• _SET PROBLEM_: Reproduce every line below from the line containing "of the sparkle" through the end of the records, inclusive, multiplying each coordinate in the answers by 2.6 and rounding it to a whole number, with halves rounded up. Leave all other text on those lines unchanged.

(Pointing dataset excerpts)
- - - - -

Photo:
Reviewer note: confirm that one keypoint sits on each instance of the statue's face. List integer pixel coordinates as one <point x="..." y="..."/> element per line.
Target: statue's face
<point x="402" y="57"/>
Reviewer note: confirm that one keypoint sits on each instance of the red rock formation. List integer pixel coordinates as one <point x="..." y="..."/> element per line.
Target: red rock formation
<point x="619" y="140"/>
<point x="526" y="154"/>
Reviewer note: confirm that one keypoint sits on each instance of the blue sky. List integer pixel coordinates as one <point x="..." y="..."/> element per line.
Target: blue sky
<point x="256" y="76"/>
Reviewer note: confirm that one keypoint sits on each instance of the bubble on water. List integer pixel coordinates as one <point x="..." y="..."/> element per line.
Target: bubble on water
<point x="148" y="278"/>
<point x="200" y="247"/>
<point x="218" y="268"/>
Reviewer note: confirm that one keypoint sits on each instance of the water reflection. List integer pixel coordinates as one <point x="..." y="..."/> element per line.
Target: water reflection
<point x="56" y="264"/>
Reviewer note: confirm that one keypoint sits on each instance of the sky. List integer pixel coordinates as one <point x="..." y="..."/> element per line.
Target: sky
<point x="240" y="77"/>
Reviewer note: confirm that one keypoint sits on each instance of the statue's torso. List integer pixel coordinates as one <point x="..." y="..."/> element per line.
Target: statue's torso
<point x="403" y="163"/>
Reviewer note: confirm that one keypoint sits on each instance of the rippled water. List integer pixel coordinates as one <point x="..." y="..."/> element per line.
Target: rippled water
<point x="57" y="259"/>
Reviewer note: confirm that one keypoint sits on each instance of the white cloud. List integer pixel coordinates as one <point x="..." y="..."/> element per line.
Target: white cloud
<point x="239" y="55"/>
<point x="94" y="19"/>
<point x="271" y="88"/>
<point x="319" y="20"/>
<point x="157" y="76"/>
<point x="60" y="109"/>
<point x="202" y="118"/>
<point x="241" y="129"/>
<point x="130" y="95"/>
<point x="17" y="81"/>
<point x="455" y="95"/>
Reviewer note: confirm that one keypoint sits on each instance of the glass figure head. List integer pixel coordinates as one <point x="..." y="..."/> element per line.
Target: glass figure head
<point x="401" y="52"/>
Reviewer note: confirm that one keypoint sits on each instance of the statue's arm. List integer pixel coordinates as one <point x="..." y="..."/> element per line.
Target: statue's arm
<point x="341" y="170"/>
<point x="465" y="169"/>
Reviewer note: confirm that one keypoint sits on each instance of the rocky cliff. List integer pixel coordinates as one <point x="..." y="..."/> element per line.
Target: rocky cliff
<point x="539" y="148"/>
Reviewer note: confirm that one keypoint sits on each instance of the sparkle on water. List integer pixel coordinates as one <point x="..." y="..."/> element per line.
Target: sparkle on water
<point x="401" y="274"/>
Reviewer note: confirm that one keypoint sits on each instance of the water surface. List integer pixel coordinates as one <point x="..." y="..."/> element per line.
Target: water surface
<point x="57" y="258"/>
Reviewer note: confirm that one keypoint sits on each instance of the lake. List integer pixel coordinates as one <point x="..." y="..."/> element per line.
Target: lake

- - - - -

• _FULL ANSWER_:
Reviewer note: confirm that one keypoint sits on each instance of the sparkle on water. List integer pixel coordinates as one <point x="..." y="..."/> element per line.
Target: sparkle on water
<point x="1043" y="712"/>
Reviewer note: confirm that one keypoint sits on each instance of the water surface. List integer pixel coordinates as one <point x="..." y="..."/> element per line.
Target: water surface
<point x="148" y="671"/>
Reviewer note: confirm that one keypoint sits on each instance of the lake. List integer pixel coordinates as one <point x="..." y="..."/> element per line.
Target: lake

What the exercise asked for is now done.